* _Work instruction 1_
In the article on The Gambia's energy plans, what share of renewable energy has The Gambia agreed to pursue in its national energy mix?
* _Work instruction 2_
Repeat the article on The Gambia's energy plans word for word, starting with "According to him, The" and going on through "to this supply.".

Gambia’s Minister of Energy and Petroleum, Fafa Sanyang has disclosed that The Gambia has agreed to pursue an increased share of renewable energy to at least 40% with focus on solar energy, in the final energy consumption of the national energy mix.
Fafa Sanyang was speaking to The Chronicle at his office at Bijilo on Wednesday shortly after he participated in the International Solar Alliance (ISA) ‘World Solar Technology Summit, 2020’. “Solar energy is the solution for affordable clean energy, it is cheaper. The fact that it is getting cheaper and low in prices, it becomes important for Gambia and other third world countries that has abundant in sunlight to tap it’s energy resources from the natural resources,” said Fafa Sanyang.
According to him, The Gambia is 100percent dependent on fossil fuel and biomass to meeting it’s energy demands, adding that alternative clean energy options such as solar offers more sustainable energy solutions for The Gambia. Minister Sanyang, revealed that electricity accounts for only 4% of energy supply of the country, adding that 65% of the population lacks access to this supply.

[Dataset records]

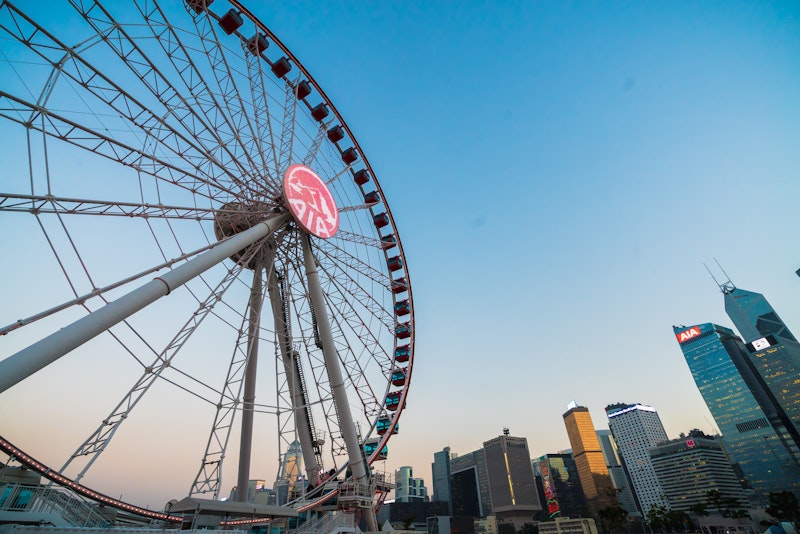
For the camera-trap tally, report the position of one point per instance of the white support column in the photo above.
(26, 362)
(354, 452)
(249, 397)
(301, 420)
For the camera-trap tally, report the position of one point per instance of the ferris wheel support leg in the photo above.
(348, 428)
(26, 362)
(302, 423)
(248, 400)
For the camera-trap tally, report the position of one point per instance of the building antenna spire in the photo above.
(727, 285)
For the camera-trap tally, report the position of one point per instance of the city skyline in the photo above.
(558, 174)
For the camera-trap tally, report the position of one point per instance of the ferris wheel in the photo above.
(190, 230)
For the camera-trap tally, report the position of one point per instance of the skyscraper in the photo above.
(562, 486)
(469, 489)
(773, 351)
(689, 467)
(407, 487)
(754, 432)
(618, 477)
(592, 470)
(440, 470)
(637, 428)
(511, 482)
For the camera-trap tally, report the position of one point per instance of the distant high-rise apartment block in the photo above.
(407, 487)
(440, 470)
(636, 429)
(469, 485)
(689, 467)
(563, 493)
(756, 431)
(592, 468)
(618, 476)
(511, 482)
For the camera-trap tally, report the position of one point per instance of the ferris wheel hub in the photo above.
(234, 217)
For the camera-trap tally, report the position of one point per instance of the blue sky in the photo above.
(559, 172)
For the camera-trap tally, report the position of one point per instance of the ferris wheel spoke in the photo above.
(192, 116)
(37, 356)
(225, 141)
(68, 62)
(263, 124)
(311, 343)
(287, 128)
(236, 115)
(84, 298)
(78, 135)
(349, 320)
(295, 381)
(340, 259)
(91, 449)
(361, 239)
(360, 320)
(41, 204)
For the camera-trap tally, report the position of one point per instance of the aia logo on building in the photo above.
(686, 335)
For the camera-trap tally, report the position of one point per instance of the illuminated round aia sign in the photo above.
(310, 201)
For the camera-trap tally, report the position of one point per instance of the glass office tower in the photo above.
(771, 348)
(754, 430)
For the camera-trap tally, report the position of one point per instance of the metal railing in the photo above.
(50, 500)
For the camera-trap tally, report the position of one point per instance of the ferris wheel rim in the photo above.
(394, 419)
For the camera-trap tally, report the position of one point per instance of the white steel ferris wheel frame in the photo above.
(219, 148)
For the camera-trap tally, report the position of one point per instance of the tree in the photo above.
(783, 506)
(613, 517)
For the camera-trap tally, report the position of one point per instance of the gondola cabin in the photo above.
(403, 331)
(382, 427)
(380, 219)
(401, 354)
(398, 377)
(393, 400)
(402, 307)
(372, 197)
(399, 285)
(371, 445)
(395, 263)
(388, 241)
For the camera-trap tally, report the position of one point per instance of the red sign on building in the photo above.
(686, 335)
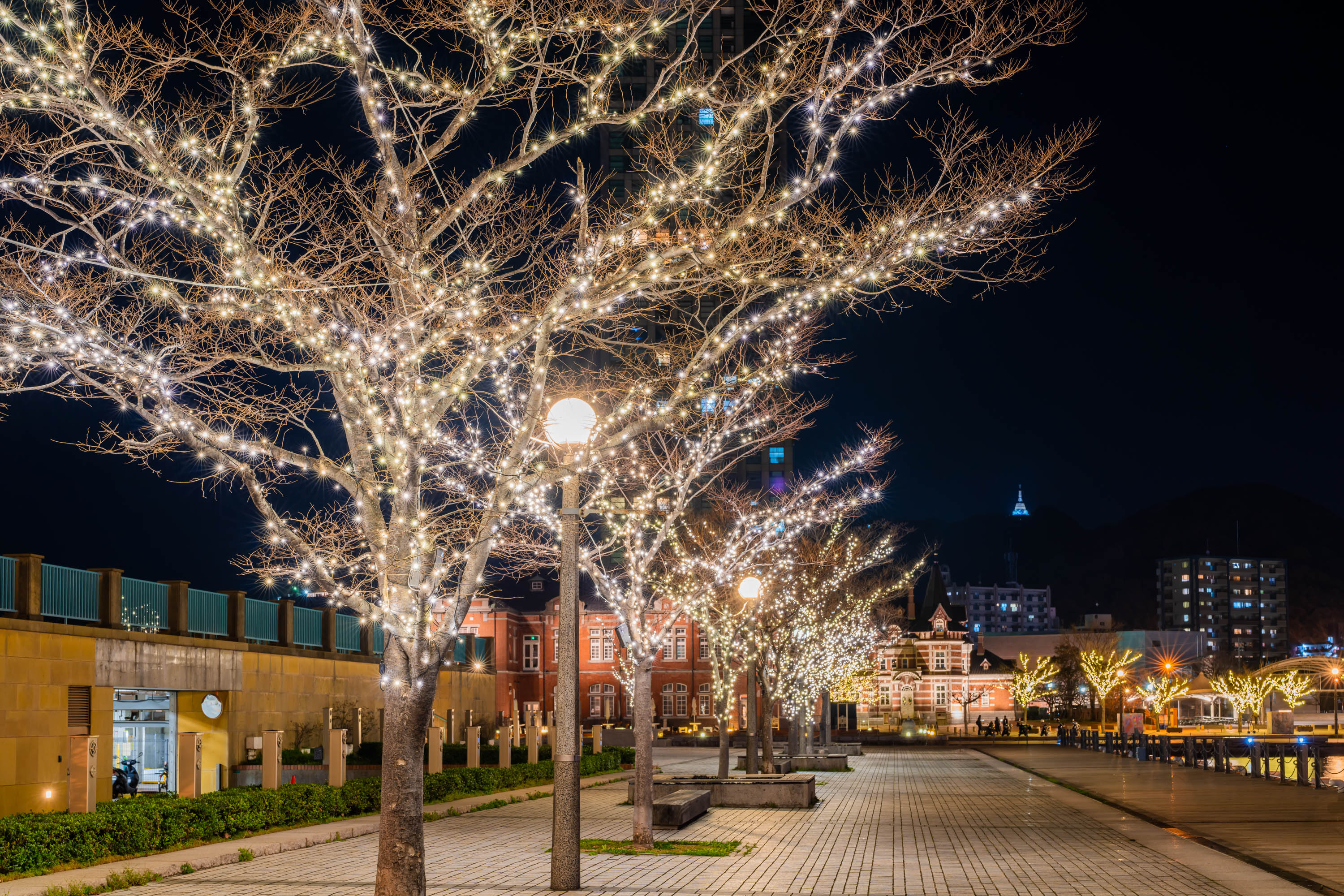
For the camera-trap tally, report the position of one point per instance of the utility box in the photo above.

* _Response 1_
At least 40%, with a focus on solar energy.

* _Response 2_
According to him, The Gambia is 100percent dependent on fossil fuel and biomass to meeting it’s energy demands, adding that alternative clean energy options such as solar offers more sustainable energy solutions for The Gambia. Minister Sanyang, revealed that electricity accounts for only 4% of energy supply of the country, adding that 65% of the population lacks access to this supply.